Task directions> Transcribe exactly, and only, the lines that run from the one containing "For each instance of the white" through the end of the records.

[Collected data]

=-=-=-=-=

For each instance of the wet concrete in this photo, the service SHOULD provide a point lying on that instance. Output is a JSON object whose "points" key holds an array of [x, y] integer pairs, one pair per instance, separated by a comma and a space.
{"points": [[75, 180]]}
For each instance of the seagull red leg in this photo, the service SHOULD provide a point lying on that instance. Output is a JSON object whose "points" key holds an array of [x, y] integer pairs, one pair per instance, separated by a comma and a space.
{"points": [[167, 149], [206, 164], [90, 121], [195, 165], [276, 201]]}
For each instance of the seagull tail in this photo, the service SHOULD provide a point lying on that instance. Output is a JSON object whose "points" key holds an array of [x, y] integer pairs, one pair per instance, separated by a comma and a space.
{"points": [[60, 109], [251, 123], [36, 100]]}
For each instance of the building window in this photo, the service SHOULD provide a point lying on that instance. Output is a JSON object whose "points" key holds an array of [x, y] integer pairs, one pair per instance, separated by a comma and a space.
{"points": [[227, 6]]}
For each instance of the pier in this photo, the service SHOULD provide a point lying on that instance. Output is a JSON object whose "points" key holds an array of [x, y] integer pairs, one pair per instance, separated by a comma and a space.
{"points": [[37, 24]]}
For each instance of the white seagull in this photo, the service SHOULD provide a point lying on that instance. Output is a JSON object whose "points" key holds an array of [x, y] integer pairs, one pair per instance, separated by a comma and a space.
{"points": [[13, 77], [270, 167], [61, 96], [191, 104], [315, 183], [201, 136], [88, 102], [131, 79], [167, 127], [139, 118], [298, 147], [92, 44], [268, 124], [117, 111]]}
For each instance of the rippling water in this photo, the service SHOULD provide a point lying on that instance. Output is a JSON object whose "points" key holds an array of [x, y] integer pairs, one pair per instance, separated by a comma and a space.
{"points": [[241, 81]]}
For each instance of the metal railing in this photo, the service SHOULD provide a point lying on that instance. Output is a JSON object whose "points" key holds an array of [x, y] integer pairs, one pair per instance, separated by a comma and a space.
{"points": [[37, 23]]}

=-=-=-=-=

Finished exercise>
For each instance of the white seagull in this photo, the service SHOULD provide a point lying on that instance. Output is a JSON object whose "points" key holds an array of [x, y] integer pairs, one pair per instance, separated by a comma and a space.
{"points": [[13, 77], [270, 167], [61, 96], [191, 104], [315, 183], [201, 136], [88, 102], [131, 79], [167, 127], [139, 118], [298, 147], [92, 44], [268, 124], [117, 111]]}
For each instance of the rippling water in this photo, the service SHOULD provide a point lying on that instance. Output is a JSON object whose "points" key holds an array of [x, y] integer pairs, one pair per instance, separated by a comma and a space.
{"points": [[241, 81]]}
For each instance of the metal railing in this photo, the service SHOULD provide a point lying on that instance. Output is a JSON object whose "points" key holds an array of [x, y] integer pairs, one pair per instance, separated by a comma and a space.
{"points": [[37, 23]]}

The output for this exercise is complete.